- _What you have to do_
All entries should be copied exactly, none left out.

======

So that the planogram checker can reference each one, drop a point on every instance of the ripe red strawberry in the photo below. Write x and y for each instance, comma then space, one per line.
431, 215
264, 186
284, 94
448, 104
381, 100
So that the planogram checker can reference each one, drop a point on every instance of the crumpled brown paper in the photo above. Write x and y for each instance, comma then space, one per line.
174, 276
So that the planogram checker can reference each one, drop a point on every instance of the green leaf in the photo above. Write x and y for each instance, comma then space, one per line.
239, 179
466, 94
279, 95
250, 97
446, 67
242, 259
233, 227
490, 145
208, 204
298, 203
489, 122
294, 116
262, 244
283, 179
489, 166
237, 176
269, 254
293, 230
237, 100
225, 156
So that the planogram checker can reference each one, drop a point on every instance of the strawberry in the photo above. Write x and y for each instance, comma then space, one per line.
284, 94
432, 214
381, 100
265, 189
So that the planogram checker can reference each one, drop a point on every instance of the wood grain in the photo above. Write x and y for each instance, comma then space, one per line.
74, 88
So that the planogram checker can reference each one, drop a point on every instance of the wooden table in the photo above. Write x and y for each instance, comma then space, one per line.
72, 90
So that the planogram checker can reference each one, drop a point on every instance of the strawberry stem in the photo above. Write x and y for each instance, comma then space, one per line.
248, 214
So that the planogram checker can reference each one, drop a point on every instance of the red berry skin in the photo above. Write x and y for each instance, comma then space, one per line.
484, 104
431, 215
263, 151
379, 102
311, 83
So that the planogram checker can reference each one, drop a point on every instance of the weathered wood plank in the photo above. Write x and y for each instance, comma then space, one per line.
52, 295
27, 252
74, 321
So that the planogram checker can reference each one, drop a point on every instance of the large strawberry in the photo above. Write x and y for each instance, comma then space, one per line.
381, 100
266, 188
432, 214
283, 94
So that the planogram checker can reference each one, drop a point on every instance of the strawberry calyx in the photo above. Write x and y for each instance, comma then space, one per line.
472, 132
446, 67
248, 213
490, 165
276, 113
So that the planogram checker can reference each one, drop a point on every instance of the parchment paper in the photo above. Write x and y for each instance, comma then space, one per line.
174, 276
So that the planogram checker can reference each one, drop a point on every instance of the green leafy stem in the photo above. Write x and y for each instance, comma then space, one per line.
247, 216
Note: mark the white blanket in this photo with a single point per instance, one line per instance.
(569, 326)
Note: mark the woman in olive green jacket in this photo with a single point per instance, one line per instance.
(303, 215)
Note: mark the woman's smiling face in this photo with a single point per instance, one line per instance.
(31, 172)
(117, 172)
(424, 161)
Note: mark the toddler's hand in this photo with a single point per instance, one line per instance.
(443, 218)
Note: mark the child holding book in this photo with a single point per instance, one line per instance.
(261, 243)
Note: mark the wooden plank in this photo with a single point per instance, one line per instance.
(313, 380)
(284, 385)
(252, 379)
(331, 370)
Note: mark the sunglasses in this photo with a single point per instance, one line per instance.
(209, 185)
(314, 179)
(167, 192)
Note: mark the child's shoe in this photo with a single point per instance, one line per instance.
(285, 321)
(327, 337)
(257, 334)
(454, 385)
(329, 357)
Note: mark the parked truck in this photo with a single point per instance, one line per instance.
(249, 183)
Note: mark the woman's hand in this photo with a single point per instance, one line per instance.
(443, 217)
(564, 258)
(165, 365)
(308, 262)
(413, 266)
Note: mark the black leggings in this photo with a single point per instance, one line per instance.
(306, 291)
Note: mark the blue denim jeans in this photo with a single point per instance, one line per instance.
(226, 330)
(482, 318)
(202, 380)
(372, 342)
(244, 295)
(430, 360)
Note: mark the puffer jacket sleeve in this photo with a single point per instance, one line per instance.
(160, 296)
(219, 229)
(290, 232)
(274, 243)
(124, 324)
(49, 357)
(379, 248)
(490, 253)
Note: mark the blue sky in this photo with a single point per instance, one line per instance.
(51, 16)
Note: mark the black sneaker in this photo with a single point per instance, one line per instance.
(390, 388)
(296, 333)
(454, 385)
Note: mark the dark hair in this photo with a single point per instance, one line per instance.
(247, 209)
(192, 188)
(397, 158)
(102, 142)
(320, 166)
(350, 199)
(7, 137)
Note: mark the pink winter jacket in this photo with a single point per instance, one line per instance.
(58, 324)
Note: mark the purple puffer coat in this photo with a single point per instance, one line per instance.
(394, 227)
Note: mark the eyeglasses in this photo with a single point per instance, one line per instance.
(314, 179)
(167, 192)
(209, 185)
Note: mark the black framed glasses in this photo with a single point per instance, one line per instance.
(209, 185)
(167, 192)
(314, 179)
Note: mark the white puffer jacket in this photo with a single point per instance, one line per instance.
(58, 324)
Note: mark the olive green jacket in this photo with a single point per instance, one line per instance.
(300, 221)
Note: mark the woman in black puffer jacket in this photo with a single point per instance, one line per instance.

======

- _Expected answer_
So that the planogram checker can reference each one, drop a point on every instance of the ripe red strawberry in the photo below. Write x and y for each instance, comma then space, one per line.
431, 215
264, 186
284, 94
448, 104
381, 100
So that the planogram checker can reference each one, drop a point on every instance of the crumpled brown paper in the photo above. Write x and y for each instance, comma then space, one per line.
174, 276
So that the planogram checker can reference each one, drop a point on every instance of the green leaf in the photo above. Write x and y for each instance, comma then space, one per line.
239, 179
466, 94
279, 95
250, 97
446, 67
242, 259
233, 227
490, 145
208, 204
298, 203
489, 122
294, 116
262, 244
283, 179
489, 166
237, 176
269, 254
293, 230
237, 100
225, 156
So that the planogram checker can reference each one, drop a point on every instance of the strawberry in the photo above. Write x and y for each instance, comma then space, one per line.
284, 94
432, 214
381, 100
265, 189
So that the planogram checker can reference each one, drop a point on every instance of the wood grain in the photo above. Write x and y for each instance, comma then space, one per line.
74, 88
So that the planogram checker can reference each one, drop a point on every instance of the wooden table in the photo above. Write x and y for each instance, comma then space, one per line.
72, 90
So that the planogram checker can reference each one, drop a point on every instance of the strawberry stem in the photo above. Write x and y for each instance, comma then space, one per line.
248, 214
So that the planogram checker can reference each one, drop a point on every instance of the red berry skin in the photo above. Write x and y for each instance, comma then space, one per line.
484, 104
431, 215
263, 151
379, 102
311, 83
So that the planogram checker can reference each one, drop a point on every instance of the weathered wood plank in the photo above. Write x and y for each instance, comma then space, one per line.
52, 295
27, 252
74, 321
So that the planogram checker can reference each one, drop a point on every instance of the large strawberry in the photo above. Write x and y for each instance, comma then space, one per line.
381, 100
266, 188
432, 214
283, 94
So that the planogram checker can reference each one, drop a point on every instance of the strawberry calyx in the photo above. Write x and y for each instance, comma then space, one per line.
472, 132
446, 67
248, 213
490, 165
276, 113
So that the planogram checker can reference each one, drop a point on every instance of the parchment paper in the photo above. Write x and y for each instance, comma then space, one per line.
174, 276
So that the planogram checker can reference each one, drop a point on every instance of the green leafy stem in the photo above. Write x and y for each instance, comma then space, one per line.
247, 216
Note: mark the white blanket in this photo with a single point per instance, one line per instance.
(569, 326)
Note: mark the woman in olive green jacket in this photo with a single point per instance, one line per instance.
(303, 215)
Note: mark the woman's smiling face in this photo with a single point per instance, one line per instance.
(31, 172)
(117, 172)
(424, 161)
Note: mark the toddler's hand in this photo with a single point per instance, one line per instance.
(443, 218)
Note: mark the child holding book in this photo with a single point per instance, one line per instance.
(261, 243)
Note: mark the wooden plank in this photo with a single point per instance, one line per instance.
(313, 380)
(284, 385)
(252, 379)
(331, 370)
Note: mark the sunglasses in this photo with a single point per instance, one line per instance.
(209, 185)
(314, 179)
(167, 192)
Note: mark the child's shoe in this photo with a single point per instance, one line per instance.
(285, 321)
(327, 337)
(257, 334)
(454, 385)
(329, 357)
Note: mark the parked truck in this photo with a single point per instance, one line per instance.
(249, 183)
Note: mark the woman's hand in this photo with a single point per instance, one line per instance.
(443, 217)
(564, 258)
(165, 365)
(308, 262)
(413, 266)
Note: mark the black leggings in this photo with a single point per instance, one line per instance.
(306, 291)
Note: mark the blue denim jeans in this photo with a single point per instance, one line per instance.
(226, 330)
(482, 318)
(202, 380)
(372, 342)
(244, 295)
(430, 360)
Note: mark the puffer jacket sleeve in this photo with a single point per instance, one line per instance.
(160, 296)
(219, 229)
(290, 232)
(274, 243)
(124, 324)
(49, 357)
(379, 248)
(490, 253)
Note: mark the blue sky in this photo with a single point per instance, one line per instance.
(51, 16)
Note: mark the black sneaker in this photo with a single point per instance, one line per instance.
(390, 388)
(296, 333)
(454, 385)
Note: mark the dark hair in this photo with a single point per instance, one line per instance.
(247, 209)
(192, 188)
(397, 158)
(102, 142)
(320, 166)
(350, 199)
(7, 137)
Note: mark the pink winter jacket in this photo with a single point per instance, one line per instance.
(58, 324)
Note: mark the purple puffer coat in this photo with a single point per instance, one line per instance.
(394, 227)
Note: mark the eyeglasses in this photo with a single point per instance, one line per instance.
(314, 179)
(167, 192)
(209, 185)
Note: mark the black framed glasses in this photo with a single point per instance, one line per instance.
(209, 185)
(167, 192)
(314, 179)
Note: mark the white puffer jacket in this photo with a single point per instance, one line per instance.
(58, 324)
Note: mark the olive green jacket in this photo with a single point per instance, one line per instance.
(300, 221)
Note: mark the woman in black puffer jacket in this photo with a single point per instance, one line per instance.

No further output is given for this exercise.